§ **Document extract**:

>>

Plant: ornamental & wildlife

  • Not a great time to plant. If you must, shade newcomers and water daily if soil is dry.

Plant: food crops

Prune

  • OKAY to prune red oaks and live oaks until February. Spray immediately with clear varnish.
  • No need to apply pruning paint to other trees
  • Dead head flowering plants
  • Late August to early September: lightly prune perennials and roses to encourage fall blooming
  • Cut stalks of plants like coneflower to the rosette

Fertilize

  • Foliar feed flowers and vegetables with liquid seaweed
  • Container annuals
  • Citrus with high nitrogen fertilizer like Citrus-tone. Fertilize every few weeks through growing season.

Insects

  • Watch for aphids and spider mites. It’s easy to spray them off with a hard blast of water. Be sure to get the undersides of the leaves.
  • Aphids and other insects can plague crape myrtles and other trees in summer (“raining trees” are due to the honeydew secretions).  Blast with water hose on regular basis.
  • Aphids and other insects can create sooty mold on plants, a fungus that develops from their secretions (honeydew). Wash off the culprits and the leaves. Remove damaged leaves to the trash (not the compost pile).

Lawn

  • Keep that lawn mower setting on high. Keep the roots cool by leaving the grass long. Don’t remove more than 1/3 of the top at a time. Leave clippings on the lawn to naturally fertilize.
  • It’s very important to keep the grass high in August. If September brings cooler weather and rain, weed seeds will start to germinate.

<<

§ **What to work on**:
**A)** Translate this sentence from the gardening checklist into Spanish: "Keep the roots cool by leaving the grass long."
**B)** Continue the gardening checklist, starting right after its final sentence.

(Dataset rows)

>>

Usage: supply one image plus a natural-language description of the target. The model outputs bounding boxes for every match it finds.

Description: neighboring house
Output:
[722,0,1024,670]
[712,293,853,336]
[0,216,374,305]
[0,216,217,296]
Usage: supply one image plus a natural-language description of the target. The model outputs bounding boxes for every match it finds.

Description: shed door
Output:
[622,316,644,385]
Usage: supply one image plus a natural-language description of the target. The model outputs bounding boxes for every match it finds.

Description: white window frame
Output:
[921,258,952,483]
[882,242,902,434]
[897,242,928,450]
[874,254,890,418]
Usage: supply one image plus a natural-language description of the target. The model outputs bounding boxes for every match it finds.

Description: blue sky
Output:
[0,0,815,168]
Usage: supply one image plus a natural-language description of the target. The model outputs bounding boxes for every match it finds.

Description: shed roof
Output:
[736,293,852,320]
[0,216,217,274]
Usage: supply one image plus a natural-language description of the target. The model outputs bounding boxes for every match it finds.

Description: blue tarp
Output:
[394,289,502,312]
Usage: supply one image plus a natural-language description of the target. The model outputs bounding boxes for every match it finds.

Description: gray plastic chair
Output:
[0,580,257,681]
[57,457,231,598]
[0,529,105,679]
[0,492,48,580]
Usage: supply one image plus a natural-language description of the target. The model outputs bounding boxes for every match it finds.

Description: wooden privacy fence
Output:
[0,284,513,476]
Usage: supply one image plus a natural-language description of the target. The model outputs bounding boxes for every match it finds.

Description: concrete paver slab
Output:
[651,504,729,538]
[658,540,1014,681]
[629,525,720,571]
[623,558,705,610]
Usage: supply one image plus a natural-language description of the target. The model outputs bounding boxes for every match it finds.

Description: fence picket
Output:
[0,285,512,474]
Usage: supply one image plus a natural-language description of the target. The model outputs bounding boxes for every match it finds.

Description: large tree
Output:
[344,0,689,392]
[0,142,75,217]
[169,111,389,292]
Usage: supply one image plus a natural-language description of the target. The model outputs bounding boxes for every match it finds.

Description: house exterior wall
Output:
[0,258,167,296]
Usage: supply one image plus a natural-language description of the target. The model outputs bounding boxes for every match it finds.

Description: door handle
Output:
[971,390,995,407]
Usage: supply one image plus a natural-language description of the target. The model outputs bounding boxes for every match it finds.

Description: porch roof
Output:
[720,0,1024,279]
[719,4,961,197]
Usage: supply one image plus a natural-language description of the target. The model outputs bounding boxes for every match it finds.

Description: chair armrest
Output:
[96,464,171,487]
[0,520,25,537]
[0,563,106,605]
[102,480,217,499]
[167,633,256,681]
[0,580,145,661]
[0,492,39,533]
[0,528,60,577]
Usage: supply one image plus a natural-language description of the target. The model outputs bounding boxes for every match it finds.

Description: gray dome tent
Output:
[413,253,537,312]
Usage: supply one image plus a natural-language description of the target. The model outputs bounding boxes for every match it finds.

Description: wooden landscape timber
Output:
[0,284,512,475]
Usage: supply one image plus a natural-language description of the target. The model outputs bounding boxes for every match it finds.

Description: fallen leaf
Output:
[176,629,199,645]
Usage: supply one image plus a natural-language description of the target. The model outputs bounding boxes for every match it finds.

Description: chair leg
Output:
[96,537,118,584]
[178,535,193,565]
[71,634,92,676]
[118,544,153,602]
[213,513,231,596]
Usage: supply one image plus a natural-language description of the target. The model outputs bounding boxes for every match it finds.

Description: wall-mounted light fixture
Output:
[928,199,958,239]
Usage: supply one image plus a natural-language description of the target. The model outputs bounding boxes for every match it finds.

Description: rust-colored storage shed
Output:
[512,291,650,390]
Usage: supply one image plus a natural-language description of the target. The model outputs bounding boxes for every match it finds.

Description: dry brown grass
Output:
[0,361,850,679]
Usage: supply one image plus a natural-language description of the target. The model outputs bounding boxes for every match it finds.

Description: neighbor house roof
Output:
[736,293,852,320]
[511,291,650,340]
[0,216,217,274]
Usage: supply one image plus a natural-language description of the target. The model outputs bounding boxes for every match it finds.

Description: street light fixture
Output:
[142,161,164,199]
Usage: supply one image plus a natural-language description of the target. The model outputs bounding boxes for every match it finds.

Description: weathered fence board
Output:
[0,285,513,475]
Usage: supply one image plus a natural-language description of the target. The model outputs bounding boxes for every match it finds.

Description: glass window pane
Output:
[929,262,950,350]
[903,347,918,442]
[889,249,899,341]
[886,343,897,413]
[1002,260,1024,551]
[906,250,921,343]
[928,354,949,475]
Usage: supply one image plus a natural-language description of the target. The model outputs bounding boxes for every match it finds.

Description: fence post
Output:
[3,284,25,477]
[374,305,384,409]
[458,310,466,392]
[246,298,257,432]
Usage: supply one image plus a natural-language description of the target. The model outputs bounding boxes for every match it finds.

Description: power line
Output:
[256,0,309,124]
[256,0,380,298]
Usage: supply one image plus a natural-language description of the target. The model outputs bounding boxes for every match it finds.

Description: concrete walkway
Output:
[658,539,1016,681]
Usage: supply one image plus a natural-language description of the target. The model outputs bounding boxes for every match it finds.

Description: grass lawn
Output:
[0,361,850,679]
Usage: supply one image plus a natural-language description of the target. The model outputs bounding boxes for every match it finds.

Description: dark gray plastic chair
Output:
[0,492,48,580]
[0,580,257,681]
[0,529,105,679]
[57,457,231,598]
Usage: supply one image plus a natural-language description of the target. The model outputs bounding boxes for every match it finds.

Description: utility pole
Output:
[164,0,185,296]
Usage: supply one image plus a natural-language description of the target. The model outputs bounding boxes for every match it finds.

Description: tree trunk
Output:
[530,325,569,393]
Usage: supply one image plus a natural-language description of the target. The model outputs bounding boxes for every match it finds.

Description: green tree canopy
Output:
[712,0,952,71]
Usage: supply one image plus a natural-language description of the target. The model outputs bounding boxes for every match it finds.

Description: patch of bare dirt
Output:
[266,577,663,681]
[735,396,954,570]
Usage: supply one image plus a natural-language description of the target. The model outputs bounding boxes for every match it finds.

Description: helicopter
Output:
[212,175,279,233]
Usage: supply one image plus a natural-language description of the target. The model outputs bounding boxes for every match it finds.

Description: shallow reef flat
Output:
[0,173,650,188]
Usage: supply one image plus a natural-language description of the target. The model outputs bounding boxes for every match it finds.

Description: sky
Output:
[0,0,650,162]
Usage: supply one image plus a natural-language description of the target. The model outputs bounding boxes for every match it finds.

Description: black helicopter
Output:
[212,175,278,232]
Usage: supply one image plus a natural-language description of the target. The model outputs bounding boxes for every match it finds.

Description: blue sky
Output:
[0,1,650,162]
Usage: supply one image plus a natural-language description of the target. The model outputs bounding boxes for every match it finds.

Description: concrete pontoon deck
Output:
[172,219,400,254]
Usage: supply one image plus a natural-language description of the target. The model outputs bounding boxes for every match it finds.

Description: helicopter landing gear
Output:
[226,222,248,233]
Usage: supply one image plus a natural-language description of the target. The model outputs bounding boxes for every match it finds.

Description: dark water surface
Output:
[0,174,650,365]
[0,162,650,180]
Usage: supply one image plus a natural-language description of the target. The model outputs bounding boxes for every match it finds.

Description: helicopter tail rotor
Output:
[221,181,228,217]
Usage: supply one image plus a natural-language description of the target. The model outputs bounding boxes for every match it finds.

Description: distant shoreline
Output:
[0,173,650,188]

<<

§ **Final answers**:
**A)** Mantenga las raíces frescas dejando el césped largo.

**B)**
Prep

  • Start planning the fall garden. Clean up debris in the vegetable garden. Apply compost and mix in organic slow-release granular fertilizer to get ready for fall plantings
  • Explore native wildlflower seeds to plant this fall
  • Think about next spring and the perennializing bulbs to add this fall  

Other tasks

  • Solarize areas where you want to kill grass or weed pests for future planting
  • Collect seeds from summer blooming plants. Clean off the chaff and let dry indoors. Store in jars, envelopes, or paper bags (not plastic) to plant next spring.
  • Deeply water new plants. Even if rain comes, check the soil to 3” deep to make sure their roots have water.  A brief shower doesn’t mean it penetrated to the roots.
  • Keep a garden journal to note bloom times and insect habits.

Tips

  • Prune herbs often to encourage new growth
  • Water fruit and nut trees deeply to avoid fruit drop-off
  • Accept August! Plants are hunkered down, like we are. They’ll perk back up soon.